The Company has some other Subsidiaries/Step down Subsidiaries which are under process of implementation of projects/commercial production. The details of the same are given below:

> Noble Build Estate Private Limited, India

> Gravita Mali SA, Mali

> Gravita Conakry SAU

> Green Recyclers Mozambique LDA, Mozambique

u. Before approval of Board Report, the following stepdown subsidiary and Associate Company have been closed/ disinvested:

Ý Gravita Nicaragua SA

Ý Pearl Landcon Private Limited

Further as on 31st March 2023 the Company has not made any investment in Joint Venture.

4. Disclosures under Companies Act, 2013

a) Extract of Annual Return: The return referred in Section 92 (3) of the Act read with Companies (Management and Administration) Rules, 2014, is available on the website of the Company at https:// www.gravitaindia.com/investors/annual-return

b) Material Subsidiaries:

The policy for determining material subsidiaries may be accessed on the website of the Company at http://www.gravitaindia.com/wp-content/uploads/pdf/material-subsidiaries-policy.pdf. There are below mentioned subsidiaries of the Company which fall under the criteria of material subsidiary:

> Gravita Netherlands BV

> Gravita Tanzania Limited

> Recyclers Ghana Limited

c) Number of Board Meetings: During the year under review, the Board of Directors of the Company met 5 (Five) times on following dates: 19th May, 2022, 2nd August, 2022, 2nd November, 2022, 23rd January, 2023, 31st March, 2023. Further the detail of the attendance of each of the Directors has been provided in Corporate Governance Report which forms integral part of this report. The intervening gap between the meetings was within the period prescribed under the Companies Act, 2013 and Listing Regulations, as amended.

d) Committees of the Board: Details of all the Committees including Audit Committee of Board of Directors along with their terms of reference, composition and meetings held during the year, is provided in the Corporate Governance Report, and forms integral part of this report.

e) Directors' Responsibility Statement

Pursuant to Section 134 of the Companies Act, 2013, with respect to the Director's responsibility Statement, the Directors hereby confirm that:

a) In the preparation of the Annual Accounts, the applicable Accounting Standards had been followed along with proper explanations relating to material departures;

b) They had selected such Accounting Policies and applied them consistently and made judgment and estimates that are reasonable and prudent so as to give a true and fair view of the state of affairs of the Company as on 31st March, 2023 and of the profit and loss of the Company for that period;

c) They had taken proper and sufficient care for the maintenance of adequate accounting records in accordance with the provisions of Companies Act, 2013 for safeguarding the assets of the Company and for preventing and detecting fraud and other irregularities;

d) They had prepared the Annual Accounts on a Going Concern basis;

e) They had laid down internal financial controls to be followed by the Company and that such internal financial controls are adequate and are operating effectively; and

f) Proper system had been devised by directors, to ensure compliance with the provisions of all applicable laws and that such systems are adequate and operating effectively.

○ ○ ○

■ Stated task A:
Please find each line in the records that contains the string "hair" and copy it.
The report excerpt and the records that come next are unrelated material.

○ ○ ○

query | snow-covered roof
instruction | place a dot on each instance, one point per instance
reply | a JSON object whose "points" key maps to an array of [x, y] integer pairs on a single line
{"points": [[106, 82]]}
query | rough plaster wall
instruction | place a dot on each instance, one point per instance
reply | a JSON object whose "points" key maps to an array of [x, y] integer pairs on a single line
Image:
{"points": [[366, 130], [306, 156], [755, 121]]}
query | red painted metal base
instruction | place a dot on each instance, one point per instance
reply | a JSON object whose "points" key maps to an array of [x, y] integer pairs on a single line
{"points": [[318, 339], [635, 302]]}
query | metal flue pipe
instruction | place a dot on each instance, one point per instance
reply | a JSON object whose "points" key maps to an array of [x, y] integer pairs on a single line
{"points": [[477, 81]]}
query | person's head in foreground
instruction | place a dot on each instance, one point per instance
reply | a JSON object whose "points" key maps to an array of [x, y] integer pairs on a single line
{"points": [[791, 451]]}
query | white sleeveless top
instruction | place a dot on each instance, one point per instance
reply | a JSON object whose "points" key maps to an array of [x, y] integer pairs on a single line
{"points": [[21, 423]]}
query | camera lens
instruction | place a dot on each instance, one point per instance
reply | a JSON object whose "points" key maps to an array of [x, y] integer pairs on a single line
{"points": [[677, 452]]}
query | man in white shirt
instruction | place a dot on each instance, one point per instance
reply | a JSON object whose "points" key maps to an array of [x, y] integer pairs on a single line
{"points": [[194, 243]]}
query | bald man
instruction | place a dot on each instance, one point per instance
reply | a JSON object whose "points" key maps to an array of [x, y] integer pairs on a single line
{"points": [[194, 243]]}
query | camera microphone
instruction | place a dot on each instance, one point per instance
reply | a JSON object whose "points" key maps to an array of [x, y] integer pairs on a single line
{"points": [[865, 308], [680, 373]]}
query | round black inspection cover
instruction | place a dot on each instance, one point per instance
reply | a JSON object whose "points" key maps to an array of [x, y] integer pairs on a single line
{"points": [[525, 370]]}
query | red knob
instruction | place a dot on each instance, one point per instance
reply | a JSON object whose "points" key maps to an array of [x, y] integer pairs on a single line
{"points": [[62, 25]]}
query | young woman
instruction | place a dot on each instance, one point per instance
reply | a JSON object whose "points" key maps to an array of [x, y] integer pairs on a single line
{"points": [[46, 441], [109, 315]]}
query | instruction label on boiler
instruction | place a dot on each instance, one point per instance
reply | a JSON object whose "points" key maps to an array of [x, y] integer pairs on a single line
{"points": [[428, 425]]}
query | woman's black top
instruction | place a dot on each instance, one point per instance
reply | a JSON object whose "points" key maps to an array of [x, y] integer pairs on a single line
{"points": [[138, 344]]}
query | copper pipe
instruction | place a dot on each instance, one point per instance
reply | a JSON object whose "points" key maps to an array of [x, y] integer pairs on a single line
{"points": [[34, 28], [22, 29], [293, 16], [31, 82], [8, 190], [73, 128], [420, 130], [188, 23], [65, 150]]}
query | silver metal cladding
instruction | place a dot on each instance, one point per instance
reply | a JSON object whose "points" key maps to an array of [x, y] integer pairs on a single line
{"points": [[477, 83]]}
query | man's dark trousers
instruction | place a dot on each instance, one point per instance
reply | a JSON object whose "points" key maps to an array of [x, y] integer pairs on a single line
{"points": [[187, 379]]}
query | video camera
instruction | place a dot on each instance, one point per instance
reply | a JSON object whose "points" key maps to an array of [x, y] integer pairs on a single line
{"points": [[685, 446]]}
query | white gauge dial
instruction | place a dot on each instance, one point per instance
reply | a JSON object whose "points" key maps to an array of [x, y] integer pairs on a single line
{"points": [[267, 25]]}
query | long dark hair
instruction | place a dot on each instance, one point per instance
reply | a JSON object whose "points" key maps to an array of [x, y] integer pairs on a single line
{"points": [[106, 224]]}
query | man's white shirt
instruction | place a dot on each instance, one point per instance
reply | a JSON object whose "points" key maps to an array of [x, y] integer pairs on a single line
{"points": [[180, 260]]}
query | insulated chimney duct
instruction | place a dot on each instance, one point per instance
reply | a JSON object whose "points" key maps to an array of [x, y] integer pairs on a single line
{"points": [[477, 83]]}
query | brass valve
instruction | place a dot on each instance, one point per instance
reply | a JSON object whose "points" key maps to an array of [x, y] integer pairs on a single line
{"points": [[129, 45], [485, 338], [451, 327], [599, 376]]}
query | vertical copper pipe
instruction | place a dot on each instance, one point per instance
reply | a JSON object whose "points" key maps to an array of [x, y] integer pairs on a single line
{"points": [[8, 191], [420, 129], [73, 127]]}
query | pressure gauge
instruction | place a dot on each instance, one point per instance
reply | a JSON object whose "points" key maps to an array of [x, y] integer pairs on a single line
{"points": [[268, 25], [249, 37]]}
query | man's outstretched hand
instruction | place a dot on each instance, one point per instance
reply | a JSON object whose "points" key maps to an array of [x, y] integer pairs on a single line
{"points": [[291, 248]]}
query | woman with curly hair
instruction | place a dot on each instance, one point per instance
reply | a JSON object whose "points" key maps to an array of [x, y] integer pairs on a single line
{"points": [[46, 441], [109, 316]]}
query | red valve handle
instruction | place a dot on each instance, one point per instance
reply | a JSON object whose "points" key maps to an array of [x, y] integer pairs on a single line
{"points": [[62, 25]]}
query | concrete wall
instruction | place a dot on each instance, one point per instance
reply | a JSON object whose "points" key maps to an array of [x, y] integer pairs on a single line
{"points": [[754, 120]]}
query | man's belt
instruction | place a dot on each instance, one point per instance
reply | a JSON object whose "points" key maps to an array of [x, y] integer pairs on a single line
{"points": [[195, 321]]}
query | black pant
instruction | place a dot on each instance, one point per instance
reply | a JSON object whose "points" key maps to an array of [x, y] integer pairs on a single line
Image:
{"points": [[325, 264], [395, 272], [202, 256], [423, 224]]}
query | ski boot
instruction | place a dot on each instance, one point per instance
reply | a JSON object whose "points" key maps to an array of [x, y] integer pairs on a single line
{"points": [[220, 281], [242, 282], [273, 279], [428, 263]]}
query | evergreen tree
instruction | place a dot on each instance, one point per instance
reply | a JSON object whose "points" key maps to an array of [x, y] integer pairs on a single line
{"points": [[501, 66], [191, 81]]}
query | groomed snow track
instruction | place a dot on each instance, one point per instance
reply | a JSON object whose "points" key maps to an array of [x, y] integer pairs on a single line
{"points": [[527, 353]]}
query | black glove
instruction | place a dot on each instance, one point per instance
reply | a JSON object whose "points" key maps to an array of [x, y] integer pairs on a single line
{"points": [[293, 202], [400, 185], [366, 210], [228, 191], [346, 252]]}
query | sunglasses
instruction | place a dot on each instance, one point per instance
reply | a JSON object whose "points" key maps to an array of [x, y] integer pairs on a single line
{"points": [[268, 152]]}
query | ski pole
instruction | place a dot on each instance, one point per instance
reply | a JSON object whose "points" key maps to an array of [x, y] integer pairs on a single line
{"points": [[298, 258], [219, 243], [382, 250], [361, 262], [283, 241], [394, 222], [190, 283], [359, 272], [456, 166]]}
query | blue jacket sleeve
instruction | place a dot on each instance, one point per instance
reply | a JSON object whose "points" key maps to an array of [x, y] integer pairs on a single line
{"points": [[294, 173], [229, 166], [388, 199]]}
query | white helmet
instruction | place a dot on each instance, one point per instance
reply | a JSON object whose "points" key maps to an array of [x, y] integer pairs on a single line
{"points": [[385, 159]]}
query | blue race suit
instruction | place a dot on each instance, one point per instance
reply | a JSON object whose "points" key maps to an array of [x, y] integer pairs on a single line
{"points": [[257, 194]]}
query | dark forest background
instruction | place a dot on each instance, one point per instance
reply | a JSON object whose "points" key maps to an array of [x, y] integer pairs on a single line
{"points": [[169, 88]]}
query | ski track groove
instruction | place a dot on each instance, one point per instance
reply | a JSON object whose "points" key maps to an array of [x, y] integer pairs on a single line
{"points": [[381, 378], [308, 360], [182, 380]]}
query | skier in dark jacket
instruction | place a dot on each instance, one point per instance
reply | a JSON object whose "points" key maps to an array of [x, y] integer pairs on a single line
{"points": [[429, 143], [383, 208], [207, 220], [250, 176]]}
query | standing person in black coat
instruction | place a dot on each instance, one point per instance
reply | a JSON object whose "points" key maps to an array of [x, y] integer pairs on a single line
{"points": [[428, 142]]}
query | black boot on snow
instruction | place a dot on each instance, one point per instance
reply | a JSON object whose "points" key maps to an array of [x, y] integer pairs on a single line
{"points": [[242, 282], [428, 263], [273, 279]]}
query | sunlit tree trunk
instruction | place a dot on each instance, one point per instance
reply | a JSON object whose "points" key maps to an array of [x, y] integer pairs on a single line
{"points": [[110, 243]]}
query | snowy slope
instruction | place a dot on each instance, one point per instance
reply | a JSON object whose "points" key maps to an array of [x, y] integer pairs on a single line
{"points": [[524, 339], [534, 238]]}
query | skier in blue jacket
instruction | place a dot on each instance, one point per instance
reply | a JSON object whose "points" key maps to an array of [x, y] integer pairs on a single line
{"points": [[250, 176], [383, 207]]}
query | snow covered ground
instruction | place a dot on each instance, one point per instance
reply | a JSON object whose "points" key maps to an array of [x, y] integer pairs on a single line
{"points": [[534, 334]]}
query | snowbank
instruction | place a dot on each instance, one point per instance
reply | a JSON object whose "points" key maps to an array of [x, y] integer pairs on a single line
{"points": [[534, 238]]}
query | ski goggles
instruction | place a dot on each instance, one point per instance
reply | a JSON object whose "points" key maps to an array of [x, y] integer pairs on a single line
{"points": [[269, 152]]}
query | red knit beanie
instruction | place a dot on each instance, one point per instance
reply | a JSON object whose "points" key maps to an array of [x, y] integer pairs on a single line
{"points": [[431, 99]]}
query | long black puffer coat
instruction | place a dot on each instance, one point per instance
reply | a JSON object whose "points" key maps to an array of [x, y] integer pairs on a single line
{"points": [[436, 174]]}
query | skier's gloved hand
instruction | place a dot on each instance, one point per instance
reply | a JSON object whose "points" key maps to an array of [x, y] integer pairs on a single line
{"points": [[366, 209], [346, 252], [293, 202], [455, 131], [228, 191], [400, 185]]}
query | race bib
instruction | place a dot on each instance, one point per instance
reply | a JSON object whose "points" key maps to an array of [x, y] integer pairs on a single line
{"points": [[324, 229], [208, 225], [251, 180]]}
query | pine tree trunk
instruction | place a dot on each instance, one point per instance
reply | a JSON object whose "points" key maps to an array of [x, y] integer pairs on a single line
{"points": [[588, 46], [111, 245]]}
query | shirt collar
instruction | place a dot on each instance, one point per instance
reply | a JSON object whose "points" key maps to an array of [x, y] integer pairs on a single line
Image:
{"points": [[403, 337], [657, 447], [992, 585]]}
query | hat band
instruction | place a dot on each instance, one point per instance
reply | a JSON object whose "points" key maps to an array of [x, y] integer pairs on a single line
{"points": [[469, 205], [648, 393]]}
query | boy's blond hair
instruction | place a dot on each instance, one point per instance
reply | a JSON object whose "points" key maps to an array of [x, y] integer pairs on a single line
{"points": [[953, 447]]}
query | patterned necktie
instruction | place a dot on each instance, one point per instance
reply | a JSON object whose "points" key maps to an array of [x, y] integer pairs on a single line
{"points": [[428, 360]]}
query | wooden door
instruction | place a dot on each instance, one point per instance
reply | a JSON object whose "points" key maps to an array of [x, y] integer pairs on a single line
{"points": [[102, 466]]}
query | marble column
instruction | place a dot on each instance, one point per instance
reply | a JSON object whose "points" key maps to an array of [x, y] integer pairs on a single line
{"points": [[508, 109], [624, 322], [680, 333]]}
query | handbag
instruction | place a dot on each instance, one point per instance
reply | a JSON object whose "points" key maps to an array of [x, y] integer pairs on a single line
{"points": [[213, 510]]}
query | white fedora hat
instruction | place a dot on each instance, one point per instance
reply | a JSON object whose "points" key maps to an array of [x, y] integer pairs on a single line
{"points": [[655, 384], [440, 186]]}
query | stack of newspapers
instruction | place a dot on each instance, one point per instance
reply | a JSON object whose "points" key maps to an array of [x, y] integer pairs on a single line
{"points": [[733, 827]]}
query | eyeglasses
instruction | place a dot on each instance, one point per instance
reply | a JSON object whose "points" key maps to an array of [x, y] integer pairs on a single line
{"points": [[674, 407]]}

○ ○ ○

■ Stated task B:
According to the report excerpt, how many times did the Board of Directors meet during the year under review?

■ Correct response A:
query | long dark hair
query | woman with curly hair
query | boy's blond hair

■ Correct response B:
Five times.